● Aim: Set down exactly the lines running from the line with "In this exercise you will locate the window shutter" to the end of the listing below, both ends included.

+ + + + +

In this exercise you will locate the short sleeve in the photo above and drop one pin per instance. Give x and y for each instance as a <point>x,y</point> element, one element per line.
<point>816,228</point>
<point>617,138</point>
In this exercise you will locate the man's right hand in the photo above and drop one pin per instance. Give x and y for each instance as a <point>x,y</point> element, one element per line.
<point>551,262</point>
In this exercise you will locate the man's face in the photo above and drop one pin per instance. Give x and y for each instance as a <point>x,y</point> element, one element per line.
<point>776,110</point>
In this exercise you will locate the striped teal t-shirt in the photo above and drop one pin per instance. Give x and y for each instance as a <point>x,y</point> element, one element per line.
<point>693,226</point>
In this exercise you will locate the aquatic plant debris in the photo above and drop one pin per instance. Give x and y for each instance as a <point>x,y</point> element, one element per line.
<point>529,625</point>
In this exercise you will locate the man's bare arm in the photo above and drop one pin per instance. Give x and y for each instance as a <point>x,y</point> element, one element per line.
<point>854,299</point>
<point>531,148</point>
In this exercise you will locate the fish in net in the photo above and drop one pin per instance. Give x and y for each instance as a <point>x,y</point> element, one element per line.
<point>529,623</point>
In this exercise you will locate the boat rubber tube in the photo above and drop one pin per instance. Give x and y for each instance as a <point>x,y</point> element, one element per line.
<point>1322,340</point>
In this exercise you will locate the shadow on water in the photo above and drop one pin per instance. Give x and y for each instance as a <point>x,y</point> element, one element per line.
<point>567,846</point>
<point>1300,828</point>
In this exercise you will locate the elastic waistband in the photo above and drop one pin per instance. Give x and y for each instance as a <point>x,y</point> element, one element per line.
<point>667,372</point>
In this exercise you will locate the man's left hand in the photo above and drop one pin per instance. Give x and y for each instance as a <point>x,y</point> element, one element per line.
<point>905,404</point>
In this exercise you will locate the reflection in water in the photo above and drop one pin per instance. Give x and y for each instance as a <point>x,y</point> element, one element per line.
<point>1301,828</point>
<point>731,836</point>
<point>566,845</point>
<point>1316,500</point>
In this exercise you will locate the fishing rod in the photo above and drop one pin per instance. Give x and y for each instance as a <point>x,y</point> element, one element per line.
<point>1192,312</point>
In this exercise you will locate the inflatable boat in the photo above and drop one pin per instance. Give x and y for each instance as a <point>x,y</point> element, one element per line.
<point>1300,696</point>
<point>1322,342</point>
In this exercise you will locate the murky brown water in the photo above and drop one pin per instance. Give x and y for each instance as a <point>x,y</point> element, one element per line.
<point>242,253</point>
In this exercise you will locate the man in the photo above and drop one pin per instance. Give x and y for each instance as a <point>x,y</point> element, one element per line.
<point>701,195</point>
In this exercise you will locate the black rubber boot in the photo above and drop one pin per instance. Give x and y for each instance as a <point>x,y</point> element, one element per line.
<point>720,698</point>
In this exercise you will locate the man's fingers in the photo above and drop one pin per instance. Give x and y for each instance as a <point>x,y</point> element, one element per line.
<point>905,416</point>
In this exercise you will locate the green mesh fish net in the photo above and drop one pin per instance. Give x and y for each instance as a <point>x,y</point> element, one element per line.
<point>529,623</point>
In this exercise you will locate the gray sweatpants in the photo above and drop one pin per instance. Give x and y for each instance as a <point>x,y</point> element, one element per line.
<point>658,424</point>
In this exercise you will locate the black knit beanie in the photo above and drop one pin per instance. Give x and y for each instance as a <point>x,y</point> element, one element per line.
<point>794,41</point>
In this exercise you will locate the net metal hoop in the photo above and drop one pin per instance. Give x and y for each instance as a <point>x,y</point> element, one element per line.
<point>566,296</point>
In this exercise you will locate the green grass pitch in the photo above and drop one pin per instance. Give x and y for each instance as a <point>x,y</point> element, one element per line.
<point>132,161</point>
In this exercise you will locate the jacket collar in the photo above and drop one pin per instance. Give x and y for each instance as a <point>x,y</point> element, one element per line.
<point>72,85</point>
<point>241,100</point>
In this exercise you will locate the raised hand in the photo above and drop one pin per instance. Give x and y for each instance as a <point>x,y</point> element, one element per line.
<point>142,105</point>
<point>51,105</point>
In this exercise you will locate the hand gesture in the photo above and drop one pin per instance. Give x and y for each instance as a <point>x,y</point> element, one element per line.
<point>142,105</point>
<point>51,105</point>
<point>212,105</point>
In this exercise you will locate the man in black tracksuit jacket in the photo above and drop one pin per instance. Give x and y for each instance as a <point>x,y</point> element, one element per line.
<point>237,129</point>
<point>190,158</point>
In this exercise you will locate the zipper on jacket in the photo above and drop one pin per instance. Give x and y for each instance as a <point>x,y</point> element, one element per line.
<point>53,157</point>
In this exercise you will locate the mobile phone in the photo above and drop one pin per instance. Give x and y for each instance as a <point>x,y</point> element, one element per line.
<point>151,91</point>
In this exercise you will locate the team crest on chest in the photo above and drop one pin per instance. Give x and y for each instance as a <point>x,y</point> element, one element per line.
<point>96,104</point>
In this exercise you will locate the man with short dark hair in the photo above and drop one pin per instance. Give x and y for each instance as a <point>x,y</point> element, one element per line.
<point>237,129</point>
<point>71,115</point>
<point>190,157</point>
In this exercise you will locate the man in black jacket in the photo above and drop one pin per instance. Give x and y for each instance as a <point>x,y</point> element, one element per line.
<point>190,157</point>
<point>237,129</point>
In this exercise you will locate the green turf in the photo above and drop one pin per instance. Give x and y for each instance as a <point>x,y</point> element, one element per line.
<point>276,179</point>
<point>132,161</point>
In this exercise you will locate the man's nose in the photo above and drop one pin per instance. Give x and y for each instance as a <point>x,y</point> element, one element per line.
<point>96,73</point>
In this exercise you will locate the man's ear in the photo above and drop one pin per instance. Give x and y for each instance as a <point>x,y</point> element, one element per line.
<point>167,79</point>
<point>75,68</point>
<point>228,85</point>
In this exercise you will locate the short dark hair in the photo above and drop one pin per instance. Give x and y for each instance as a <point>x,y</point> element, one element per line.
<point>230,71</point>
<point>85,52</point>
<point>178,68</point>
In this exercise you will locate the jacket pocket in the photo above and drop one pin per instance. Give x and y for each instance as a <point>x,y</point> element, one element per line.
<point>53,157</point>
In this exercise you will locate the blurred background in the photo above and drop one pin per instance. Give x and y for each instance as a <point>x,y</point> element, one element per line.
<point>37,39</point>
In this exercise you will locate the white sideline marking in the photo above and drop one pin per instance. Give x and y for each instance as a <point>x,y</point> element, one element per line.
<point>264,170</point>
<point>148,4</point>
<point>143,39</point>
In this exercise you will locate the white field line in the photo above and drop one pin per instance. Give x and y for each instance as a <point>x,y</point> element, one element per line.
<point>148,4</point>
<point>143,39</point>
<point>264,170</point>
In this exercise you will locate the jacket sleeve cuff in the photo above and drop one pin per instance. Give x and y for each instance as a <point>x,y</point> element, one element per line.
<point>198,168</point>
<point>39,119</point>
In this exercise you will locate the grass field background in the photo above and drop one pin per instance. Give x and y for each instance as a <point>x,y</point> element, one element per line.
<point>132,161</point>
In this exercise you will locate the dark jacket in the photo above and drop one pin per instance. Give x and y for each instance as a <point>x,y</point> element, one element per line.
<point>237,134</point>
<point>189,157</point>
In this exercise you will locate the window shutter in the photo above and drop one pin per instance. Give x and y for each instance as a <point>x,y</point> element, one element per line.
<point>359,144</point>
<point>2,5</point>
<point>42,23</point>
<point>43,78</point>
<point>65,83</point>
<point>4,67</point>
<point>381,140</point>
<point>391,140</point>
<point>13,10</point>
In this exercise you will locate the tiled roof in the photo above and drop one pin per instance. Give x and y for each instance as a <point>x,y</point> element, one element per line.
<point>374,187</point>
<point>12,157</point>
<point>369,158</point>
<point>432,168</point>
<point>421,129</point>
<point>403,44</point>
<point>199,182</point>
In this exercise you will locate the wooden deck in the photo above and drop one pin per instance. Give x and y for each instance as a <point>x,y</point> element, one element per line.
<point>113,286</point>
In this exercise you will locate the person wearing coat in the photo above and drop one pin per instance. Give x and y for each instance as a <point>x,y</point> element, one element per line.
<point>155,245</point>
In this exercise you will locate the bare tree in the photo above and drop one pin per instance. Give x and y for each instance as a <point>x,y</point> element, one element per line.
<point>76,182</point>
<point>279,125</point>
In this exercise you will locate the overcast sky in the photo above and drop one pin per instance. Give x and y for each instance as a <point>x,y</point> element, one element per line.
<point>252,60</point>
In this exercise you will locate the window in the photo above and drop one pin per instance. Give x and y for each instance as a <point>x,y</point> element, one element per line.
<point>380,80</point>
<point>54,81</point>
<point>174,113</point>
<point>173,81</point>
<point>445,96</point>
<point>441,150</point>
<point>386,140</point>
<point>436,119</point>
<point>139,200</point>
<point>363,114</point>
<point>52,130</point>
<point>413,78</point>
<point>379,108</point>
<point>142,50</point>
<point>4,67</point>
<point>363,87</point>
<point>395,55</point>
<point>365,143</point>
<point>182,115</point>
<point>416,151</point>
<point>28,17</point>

+ + + + +

● Problem solution:
In this exercise you will locate the window shutter in the photo above and drop one pin per instance. Give x and y for each instance as a <point>x,y</point> element, one element per line.
<point>359,144</point>
<point>2,5</point>
<point>42,23</point>
<point>43,78</point>
<point>65,83</point>
<point>4,67</point>
<point>381,140</point>
<point>391,140</point>
<point>13,10</point>
In this exercise you will locate the tiled roof in the photo above and drop one pin per instance. Give x and y for each instance as a <point>x,y</point> element, one element per line.
<point>374,187</point>
<point>12,157</point>
<point>369,158</point>
<point>432,168</point>
<point>421,129</point>
<point>403,44</point>
<point>199,182</point>
In this exercise you will locate the wooden deck in the photo above and drop one pin per instance. Give x and y for each instance as a <point>x,y</point> element, one element per line.
<point>113,286</point>
In this exercise you will locate the person wearing coat in the photo above and drop one pin per instance. Give x and y for each instance as a <point>x,y</point> element, one element per line.
<point>155,245</point>
In this exercise you will locate the bare tree in the photo above and drop one pin per instance. Give x and y for each instance as a <point>x,y</point> element, one element per line.
<point>76,182</point>
<point>279,125</point>
In this exercise you will locate the overcast sky in the photo above and drop one pin per instance. Give x and y for each instance as a <point>x,y</point> element, one element per line.
<point>252,60</point>
In this exercise you will locate the window in the photo above and drop one pin per instance. Give x and y for each instance as a <point>x,y</point> element, one element per line.
<point>380,80</point>
<point>54,81</point>
<point>174,113</point>
<point>173,81</point>
<point>445,96</point>
<point>441,150</point>
<point>386,140</point>
<point>436,119</point>
<point>139,200</point>
<point>363,114</point>
<point>52,130</point>
<point>413,78</point>
<point>379,108</point>
<point>142,50</point>
<point>4,67</point>
<point>363,87</point>
<point>395,55</point>
<point>365,143</point>
<point>182,115</point>
<point>416,151</point>
<point>28,17</point>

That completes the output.